:: Exercise materials ::

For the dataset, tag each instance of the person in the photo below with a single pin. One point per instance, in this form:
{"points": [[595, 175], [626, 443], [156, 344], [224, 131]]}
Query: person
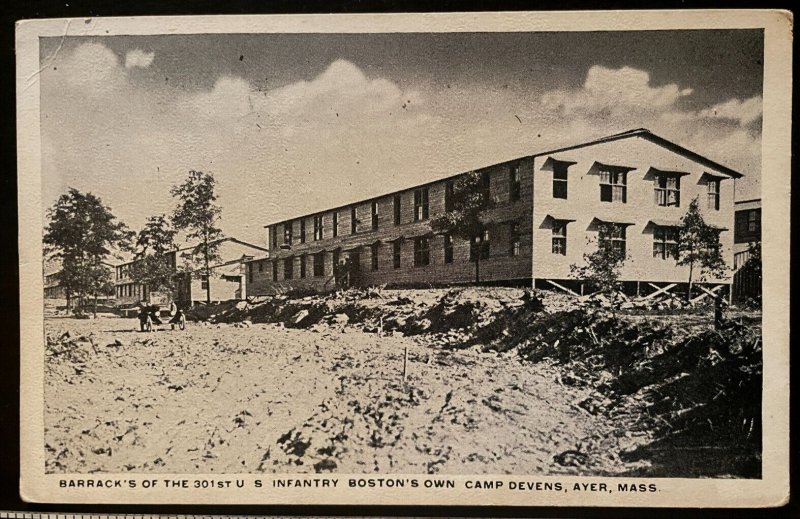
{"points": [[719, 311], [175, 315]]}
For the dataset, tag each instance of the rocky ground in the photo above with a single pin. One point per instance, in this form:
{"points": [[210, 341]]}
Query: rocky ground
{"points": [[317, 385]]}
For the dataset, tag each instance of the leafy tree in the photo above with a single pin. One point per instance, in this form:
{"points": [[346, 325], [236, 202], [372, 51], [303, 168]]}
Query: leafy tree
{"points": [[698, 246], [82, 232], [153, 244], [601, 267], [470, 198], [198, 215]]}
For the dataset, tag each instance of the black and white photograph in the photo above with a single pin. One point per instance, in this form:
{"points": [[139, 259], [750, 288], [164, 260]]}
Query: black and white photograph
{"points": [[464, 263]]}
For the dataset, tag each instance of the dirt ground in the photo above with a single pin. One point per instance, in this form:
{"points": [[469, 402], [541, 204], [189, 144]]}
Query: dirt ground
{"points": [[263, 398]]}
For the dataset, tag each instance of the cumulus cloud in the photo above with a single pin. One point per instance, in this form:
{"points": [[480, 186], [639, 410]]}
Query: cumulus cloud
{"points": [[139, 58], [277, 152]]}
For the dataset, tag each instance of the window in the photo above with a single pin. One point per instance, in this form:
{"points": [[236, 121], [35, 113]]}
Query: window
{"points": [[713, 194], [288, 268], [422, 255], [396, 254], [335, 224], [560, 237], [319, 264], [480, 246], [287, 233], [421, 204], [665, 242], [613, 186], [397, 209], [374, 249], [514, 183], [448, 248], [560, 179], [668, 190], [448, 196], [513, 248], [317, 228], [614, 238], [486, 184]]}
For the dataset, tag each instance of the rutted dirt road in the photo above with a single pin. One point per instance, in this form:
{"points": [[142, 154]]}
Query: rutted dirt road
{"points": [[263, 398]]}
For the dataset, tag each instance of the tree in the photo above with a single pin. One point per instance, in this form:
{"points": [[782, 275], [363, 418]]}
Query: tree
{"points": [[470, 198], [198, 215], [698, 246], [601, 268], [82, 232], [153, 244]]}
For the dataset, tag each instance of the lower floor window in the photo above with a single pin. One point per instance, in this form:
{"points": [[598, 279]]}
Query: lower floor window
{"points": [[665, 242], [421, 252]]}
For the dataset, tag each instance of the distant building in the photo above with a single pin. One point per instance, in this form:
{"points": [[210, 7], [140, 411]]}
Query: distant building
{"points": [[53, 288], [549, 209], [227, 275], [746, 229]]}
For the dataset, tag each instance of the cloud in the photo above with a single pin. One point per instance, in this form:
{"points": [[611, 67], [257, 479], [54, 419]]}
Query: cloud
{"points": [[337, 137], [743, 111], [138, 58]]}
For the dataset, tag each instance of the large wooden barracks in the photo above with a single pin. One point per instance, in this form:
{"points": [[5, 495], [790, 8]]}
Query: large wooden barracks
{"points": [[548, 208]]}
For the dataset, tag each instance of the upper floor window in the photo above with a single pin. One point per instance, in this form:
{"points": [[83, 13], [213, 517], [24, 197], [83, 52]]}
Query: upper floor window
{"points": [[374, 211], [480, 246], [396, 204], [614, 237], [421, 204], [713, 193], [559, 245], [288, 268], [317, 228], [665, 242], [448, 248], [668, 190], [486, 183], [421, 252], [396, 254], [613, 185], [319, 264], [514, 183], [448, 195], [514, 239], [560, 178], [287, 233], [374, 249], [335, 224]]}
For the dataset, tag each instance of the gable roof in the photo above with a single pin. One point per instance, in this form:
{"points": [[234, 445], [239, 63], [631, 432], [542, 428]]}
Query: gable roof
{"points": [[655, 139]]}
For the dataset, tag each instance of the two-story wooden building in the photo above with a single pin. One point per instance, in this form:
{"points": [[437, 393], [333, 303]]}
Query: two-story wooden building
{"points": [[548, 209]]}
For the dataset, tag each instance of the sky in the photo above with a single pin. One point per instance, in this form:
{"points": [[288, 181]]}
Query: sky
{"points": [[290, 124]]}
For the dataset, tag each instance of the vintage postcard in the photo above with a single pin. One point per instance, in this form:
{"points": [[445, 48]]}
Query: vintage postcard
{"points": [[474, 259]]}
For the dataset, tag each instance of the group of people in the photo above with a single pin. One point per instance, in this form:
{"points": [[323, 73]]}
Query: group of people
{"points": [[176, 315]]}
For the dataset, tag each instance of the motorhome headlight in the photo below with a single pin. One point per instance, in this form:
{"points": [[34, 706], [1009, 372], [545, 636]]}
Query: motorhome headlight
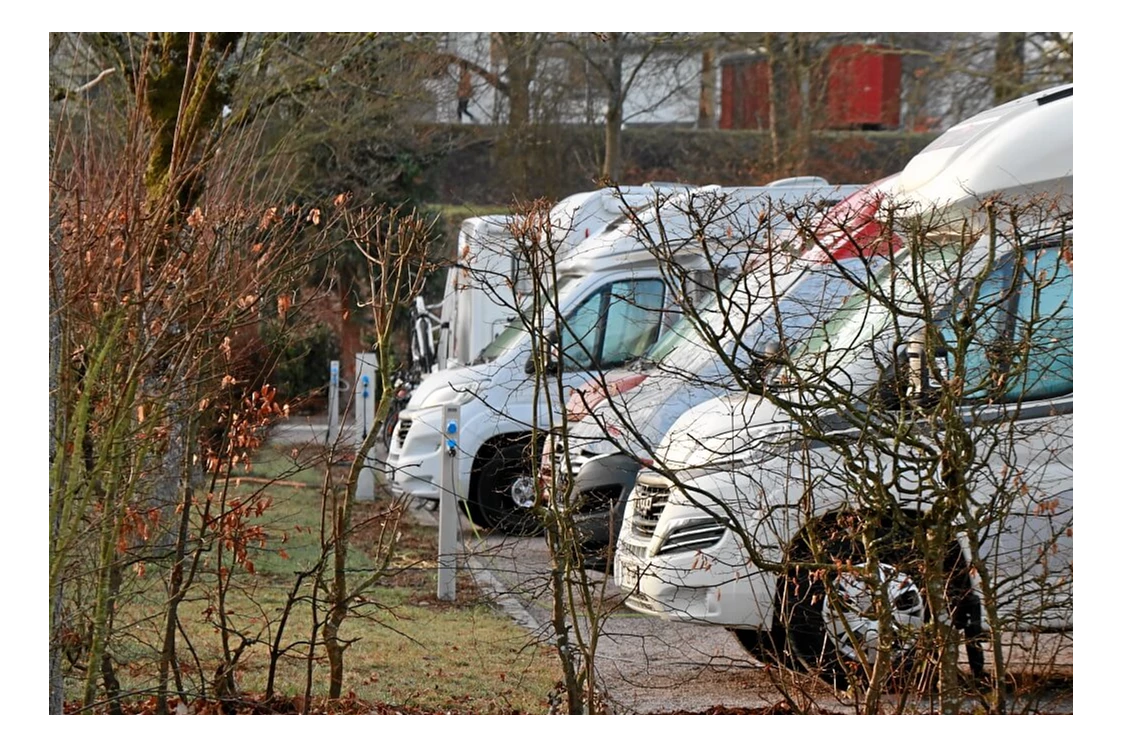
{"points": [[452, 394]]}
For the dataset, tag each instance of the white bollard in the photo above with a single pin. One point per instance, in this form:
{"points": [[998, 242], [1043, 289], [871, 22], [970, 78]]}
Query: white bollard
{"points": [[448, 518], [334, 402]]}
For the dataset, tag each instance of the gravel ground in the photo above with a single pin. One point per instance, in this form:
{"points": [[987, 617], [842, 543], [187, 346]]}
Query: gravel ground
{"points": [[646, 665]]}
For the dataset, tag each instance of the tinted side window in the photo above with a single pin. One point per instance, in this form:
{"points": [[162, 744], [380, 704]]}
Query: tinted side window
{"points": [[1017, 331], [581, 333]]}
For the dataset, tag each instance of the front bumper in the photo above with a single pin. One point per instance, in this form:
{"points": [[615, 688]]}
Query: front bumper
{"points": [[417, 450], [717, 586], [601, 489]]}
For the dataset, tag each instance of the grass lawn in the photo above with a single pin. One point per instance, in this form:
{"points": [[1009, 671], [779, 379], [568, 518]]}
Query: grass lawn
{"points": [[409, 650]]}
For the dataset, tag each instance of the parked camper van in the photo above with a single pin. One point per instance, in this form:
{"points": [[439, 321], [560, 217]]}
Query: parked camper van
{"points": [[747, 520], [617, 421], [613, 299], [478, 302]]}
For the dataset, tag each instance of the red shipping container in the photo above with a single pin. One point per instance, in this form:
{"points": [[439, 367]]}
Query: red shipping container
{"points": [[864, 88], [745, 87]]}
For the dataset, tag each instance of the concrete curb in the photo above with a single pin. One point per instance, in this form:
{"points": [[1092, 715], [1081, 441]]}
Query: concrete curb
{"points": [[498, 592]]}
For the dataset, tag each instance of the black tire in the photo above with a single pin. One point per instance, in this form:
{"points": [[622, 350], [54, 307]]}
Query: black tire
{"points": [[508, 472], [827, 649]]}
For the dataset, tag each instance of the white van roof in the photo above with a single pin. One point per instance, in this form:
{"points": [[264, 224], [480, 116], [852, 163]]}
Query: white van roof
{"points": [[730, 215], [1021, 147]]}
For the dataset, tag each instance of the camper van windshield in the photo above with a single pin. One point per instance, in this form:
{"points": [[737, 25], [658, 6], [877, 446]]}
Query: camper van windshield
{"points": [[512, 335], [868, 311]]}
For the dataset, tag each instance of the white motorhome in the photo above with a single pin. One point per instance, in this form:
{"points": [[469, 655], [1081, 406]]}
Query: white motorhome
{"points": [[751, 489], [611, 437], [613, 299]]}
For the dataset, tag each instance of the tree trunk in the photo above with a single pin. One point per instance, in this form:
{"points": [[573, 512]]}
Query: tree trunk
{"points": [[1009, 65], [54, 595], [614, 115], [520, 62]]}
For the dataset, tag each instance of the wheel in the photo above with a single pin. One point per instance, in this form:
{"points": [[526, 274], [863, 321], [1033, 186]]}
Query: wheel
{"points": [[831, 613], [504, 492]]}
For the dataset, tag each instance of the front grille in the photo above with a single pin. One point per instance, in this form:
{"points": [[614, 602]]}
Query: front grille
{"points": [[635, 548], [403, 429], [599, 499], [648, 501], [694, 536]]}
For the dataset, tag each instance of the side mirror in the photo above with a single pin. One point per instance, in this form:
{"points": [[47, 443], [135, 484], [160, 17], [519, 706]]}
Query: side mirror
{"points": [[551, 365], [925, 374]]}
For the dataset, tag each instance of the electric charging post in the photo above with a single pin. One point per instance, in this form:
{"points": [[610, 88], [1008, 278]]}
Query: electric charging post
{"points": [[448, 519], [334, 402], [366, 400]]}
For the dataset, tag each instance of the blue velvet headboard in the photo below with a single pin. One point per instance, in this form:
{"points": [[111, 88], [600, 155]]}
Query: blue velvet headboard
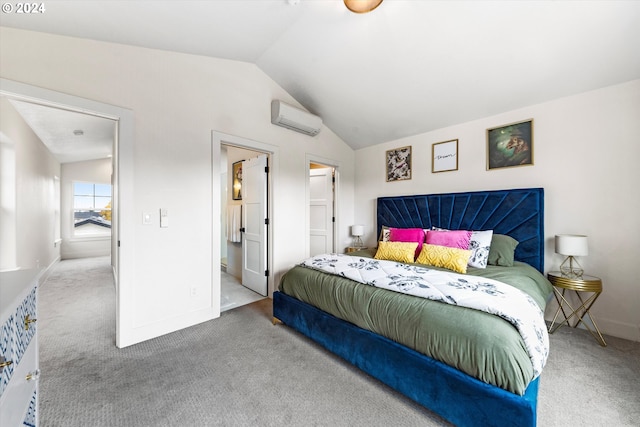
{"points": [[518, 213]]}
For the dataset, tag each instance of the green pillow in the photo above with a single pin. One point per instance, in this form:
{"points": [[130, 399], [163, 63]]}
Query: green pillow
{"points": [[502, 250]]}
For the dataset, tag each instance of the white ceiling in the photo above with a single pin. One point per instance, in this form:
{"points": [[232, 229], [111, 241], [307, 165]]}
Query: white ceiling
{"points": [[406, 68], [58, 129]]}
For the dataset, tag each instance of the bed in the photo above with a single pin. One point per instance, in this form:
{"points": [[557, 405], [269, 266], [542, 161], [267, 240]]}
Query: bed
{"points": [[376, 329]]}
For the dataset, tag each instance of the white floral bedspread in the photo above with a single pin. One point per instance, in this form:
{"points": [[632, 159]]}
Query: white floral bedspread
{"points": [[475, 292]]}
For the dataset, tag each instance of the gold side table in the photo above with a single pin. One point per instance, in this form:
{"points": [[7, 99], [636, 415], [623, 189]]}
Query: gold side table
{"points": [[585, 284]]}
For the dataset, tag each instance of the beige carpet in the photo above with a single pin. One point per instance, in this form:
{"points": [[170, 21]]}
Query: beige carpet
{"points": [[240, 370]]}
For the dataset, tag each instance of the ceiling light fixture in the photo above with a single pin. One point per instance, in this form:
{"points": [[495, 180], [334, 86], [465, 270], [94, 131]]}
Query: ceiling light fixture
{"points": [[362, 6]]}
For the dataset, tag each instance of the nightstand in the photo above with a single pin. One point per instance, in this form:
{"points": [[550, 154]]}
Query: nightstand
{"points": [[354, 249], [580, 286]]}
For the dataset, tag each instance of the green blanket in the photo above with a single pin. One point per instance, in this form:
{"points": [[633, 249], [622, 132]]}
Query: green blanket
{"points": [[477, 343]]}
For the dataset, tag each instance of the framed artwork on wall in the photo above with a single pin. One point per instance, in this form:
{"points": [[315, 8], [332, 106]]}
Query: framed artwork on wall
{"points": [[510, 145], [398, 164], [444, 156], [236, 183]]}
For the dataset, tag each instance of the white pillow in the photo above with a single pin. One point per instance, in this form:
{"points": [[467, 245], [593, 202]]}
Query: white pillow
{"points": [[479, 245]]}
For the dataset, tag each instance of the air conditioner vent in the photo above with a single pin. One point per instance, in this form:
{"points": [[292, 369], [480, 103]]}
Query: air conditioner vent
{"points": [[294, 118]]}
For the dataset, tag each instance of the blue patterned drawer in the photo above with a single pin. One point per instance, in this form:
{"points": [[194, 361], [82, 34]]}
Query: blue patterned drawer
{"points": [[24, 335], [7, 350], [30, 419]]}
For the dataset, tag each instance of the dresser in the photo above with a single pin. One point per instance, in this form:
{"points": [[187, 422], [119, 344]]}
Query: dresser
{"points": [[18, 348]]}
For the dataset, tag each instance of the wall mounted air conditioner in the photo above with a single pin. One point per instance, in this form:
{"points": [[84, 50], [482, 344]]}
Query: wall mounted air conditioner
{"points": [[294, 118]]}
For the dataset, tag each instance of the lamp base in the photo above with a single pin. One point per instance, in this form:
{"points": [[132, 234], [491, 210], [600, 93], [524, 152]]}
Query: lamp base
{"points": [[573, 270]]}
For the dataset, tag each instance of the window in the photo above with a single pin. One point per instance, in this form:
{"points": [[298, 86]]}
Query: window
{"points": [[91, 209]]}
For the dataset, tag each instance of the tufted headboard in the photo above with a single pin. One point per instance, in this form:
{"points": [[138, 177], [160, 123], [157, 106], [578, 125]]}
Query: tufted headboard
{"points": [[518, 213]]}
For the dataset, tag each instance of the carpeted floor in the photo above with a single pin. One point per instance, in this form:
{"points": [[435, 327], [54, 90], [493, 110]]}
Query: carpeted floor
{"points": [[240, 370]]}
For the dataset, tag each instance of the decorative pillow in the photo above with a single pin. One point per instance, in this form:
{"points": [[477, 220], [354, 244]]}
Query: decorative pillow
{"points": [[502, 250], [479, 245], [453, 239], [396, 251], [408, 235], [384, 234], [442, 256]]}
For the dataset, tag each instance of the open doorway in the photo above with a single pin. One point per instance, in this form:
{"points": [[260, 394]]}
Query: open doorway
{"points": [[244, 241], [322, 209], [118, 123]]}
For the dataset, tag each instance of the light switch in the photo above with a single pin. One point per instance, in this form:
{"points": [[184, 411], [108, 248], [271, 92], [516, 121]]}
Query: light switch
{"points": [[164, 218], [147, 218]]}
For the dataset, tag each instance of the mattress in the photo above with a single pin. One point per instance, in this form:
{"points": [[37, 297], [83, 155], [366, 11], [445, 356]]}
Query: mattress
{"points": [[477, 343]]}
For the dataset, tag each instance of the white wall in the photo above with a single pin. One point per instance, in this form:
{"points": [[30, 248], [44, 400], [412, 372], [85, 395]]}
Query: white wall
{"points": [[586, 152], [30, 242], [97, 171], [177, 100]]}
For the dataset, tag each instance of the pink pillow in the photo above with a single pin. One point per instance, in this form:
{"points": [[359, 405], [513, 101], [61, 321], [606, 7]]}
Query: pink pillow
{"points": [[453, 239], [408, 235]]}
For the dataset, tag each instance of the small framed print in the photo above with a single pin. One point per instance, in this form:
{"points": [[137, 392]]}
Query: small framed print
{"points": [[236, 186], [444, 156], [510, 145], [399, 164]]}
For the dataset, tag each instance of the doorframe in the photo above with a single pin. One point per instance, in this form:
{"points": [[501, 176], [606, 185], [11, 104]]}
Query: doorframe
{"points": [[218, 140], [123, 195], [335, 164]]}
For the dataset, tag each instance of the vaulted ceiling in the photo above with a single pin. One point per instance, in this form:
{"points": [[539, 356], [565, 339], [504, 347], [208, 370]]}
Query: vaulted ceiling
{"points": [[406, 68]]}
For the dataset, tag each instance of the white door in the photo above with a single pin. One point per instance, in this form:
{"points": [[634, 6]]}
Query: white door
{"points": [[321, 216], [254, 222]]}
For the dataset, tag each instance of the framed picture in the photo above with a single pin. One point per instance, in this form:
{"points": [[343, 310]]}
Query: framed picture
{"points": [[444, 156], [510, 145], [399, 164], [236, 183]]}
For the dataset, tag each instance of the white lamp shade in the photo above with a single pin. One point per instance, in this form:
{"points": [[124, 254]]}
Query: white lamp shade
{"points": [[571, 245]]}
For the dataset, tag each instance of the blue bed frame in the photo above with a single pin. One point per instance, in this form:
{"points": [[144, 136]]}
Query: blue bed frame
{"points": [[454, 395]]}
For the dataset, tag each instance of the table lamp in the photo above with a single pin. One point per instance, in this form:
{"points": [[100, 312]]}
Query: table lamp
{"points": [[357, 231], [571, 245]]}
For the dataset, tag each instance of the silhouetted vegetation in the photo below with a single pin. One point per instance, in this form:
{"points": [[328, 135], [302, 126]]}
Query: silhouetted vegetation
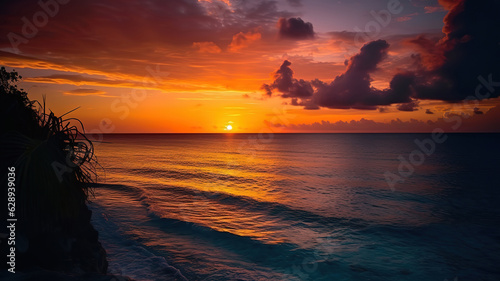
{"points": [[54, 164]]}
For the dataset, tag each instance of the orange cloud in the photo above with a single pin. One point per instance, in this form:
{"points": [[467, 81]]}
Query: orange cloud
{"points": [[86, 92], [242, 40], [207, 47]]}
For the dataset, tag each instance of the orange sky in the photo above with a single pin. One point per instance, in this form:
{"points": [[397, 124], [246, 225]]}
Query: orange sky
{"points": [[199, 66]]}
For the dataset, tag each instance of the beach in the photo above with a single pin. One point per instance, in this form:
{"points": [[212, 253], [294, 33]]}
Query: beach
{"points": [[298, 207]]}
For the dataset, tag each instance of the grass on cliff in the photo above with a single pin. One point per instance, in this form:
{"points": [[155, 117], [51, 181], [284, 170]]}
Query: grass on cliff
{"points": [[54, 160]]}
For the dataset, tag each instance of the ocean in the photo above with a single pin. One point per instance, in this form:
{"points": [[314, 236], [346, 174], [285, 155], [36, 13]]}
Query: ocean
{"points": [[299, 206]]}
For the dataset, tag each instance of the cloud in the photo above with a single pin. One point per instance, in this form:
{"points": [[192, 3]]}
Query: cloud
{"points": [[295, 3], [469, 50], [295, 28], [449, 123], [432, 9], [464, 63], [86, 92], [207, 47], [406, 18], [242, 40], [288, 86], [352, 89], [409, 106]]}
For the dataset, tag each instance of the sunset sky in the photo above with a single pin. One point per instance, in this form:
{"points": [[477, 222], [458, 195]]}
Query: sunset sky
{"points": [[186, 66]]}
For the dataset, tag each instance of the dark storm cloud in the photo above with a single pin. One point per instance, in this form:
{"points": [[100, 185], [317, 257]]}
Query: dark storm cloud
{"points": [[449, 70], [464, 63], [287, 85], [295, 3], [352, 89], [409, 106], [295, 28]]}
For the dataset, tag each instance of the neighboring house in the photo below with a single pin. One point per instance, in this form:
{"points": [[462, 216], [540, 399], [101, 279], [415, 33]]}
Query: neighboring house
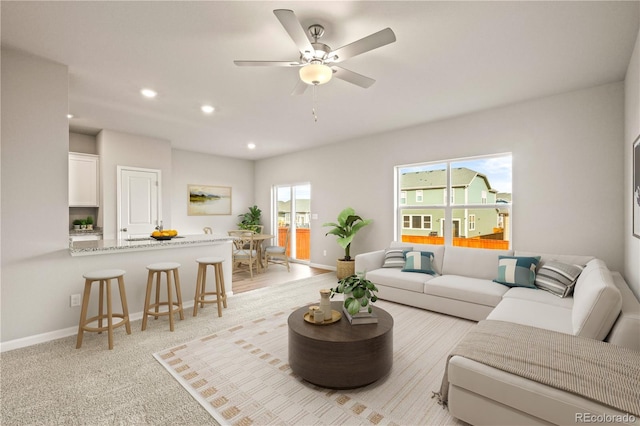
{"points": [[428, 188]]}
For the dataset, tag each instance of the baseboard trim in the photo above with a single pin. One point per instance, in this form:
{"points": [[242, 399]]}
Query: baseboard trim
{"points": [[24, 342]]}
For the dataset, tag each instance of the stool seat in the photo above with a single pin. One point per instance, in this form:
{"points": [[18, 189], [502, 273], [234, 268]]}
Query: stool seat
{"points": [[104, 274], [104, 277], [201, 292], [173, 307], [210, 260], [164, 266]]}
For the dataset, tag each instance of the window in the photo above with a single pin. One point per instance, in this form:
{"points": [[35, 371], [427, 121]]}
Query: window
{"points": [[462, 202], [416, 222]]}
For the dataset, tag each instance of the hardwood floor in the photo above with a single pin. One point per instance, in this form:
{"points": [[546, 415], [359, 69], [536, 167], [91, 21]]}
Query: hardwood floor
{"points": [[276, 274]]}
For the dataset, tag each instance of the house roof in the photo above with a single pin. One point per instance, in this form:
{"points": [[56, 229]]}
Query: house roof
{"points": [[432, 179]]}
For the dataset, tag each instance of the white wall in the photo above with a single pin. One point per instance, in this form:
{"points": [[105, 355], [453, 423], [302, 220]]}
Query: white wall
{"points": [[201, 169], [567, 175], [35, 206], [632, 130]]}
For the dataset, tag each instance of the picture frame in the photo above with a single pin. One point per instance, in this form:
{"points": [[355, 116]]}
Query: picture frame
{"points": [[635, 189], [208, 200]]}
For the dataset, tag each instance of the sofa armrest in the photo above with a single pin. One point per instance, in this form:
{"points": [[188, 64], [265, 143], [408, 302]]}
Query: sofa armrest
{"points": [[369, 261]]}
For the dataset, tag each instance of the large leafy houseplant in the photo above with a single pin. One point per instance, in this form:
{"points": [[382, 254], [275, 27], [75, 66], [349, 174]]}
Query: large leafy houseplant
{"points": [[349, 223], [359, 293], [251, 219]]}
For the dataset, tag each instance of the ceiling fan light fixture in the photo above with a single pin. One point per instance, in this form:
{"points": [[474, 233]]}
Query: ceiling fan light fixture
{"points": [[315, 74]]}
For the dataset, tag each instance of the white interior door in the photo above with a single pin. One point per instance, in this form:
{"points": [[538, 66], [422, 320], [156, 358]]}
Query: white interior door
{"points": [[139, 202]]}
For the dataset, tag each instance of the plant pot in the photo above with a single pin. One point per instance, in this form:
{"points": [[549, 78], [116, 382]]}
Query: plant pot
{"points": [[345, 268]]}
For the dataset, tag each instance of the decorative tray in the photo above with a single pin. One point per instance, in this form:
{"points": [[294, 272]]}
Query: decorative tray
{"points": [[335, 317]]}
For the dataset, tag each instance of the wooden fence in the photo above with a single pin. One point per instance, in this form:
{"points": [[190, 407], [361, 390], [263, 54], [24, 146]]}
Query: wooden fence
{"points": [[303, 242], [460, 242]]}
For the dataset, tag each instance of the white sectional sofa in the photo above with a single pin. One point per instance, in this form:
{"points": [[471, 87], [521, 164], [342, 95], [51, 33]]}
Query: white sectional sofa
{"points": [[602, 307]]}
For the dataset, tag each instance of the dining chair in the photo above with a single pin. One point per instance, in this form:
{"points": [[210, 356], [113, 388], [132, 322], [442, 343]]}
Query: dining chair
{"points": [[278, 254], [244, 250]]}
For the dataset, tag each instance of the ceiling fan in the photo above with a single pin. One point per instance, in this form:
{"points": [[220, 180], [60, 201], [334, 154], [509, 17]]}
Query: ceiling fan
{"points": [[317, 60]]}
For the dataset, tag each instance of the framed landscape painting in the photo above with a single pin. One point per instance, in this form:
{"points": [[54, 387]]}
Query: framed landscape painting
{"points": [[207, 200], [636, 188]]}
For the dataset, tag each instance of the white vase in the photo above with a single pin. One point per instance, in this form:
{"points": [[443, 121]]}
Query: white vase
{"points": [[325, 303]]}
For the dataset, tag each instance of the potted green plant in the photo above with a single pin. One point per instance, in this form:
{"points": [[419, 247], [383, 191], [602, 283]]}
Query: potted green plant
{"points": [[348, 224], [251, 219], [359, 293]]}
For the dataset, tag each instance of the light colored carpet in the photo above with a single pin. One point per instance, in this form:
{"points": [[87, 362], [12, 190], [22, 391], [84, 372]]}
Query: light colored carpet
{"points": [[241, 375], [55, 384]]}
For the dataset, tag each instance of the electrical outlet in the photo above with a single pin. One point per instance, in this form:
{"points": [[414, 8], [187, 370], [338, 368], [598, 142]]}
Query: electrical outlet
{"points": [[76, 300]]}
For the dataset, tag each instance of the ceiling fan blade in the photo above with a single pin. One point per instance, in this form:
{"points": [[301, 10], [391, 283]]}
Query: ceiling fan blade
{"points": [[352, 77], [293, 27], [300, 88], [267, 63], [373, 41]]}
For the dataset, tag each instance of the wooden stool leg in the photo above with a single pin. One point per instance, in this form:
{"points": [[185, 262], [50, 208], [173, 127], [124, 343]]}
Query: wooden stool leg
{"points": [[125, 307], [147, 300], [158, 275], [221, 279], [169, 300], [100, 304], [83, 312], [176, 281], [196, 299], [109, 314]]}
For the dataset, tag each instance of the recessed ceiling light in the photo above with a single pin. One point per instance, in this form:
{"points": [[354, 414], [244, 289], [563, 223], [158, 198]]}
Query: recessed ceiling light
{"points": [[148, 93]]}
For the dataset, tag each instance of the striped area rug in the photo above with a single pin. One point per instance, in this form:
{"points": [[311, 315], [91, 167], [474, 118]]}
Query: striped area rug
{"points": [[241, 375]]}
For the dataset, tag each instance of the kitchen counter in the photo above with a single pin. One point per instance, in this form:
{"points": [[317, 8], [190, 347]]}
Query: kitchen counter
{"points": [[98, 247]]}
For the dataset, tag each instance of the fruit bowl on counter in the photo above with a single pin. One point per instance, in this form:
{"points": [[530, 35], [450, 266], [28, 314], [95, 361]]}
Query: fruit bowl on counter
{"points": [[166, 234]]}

:::

Short task: Extract exactly the lines between the line containing "For the dataset, tag each instance of the striped" and the end of the data, including both.

Worked solution:
For the dataset, tag each instance of the striped area rug in the photo above with a single pin. One point per instance, in this form:
{"points": [[311, 315], [91, 167], [474, 118]]}
Query: striped area rug
{"points": [[241, 375]]}
For the dataset, tag each instance of the kitchen counter in the photo above with a single pin. One point per instance, in this form:
{"points": [[317, 8], [190, 347]]}
Query: kitchen counter
{"points": [[98, 247]]}
For the dataset, tag each instance of the fruit bowl on counter in the photo above with a single pin. One point per instance, in this form:
{"points": [[530, 35], [450, 266], [28, 314], [95, 361]]}
Query: fruit bowl on counter
{"points": [[166, 234]]}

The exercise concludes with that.